# [EXERCISE DESCRIPTION]
Reproduce the entries from the start through the line containing "[[200, 445], [599, 440], [34, 460], [437, 422]]", substituting "sleeveless knit vest" for "sleeveless knit sweater" and leaving everything else unchanged.

# [RECORDS FOR THE EXERCISE]
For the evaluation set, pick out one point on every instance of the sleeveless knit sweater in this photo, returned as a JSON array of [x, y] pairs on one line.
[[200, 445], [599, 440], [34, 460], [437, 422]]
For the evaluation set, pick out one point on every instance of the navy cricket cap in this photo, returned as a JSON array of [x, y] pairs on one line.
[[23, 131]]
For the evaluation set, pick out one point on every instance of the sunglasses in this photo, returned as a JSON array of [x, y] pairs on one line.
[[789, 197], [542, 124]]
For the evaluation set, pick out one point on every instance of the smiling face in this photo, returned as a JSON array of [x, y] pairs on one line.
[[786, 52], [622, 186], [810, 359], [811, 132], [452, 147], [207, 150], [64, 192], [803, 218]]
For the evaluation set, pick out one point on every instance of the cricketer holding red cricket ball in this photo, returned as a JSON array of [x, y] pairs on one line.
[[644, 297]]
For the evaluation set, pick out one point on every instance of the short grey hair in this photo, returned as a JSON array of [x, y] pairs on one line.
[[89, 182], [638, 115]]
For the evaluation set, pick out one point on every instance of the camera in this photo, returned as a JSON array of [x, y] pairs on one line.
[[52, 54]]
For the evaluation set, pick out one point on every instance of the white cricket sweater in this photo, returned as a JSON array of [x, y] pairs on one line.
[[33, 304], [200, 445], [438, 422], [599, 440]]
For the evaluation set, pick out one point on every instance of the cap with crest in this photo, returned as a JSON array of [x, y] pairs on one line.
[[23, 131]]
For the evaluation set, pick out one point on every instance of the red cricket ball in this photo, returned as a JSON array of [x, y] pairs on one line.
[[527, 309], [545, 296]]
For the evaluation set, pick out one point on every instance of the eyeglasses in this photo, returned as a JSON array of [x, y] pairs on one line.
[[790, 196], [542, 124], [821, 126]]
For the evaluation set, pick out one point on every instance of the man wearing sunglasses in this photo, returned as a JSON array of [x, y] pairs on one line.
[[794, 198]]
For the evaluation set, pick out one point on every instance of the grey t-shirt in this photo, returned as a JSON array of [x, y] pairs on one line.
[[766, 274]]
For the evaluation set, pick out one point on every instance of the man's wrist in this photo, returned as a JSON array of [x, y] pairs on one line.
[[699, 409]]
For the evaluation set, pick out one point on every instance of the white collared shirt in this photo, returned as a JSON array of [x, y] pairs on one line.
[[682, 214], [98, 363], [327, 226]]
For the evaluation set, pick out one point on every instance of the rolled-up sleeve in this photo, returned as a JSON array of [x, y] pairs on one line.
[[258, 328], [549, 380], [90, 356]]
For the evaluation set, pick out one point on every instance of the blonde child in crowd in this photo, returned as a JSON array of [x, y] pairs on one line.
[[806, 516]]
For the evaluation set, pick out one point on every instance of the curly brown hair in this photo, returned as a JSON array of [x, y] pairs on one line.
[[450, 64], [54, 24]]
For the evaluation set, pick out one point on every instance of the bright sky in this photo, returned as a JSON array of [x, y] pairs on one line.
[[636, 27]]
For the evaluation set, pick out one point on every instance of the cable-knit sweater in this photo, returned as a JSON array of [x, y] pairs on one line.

# [FINISHED ANSWER]
For the evaluation set, pick out one point on every instance of the sleeveless knit vest in this photo, returned as a JSON array of [x, y] pairs on one line.
[[200, 445], [599, 440], [34, 460], [437, 422]]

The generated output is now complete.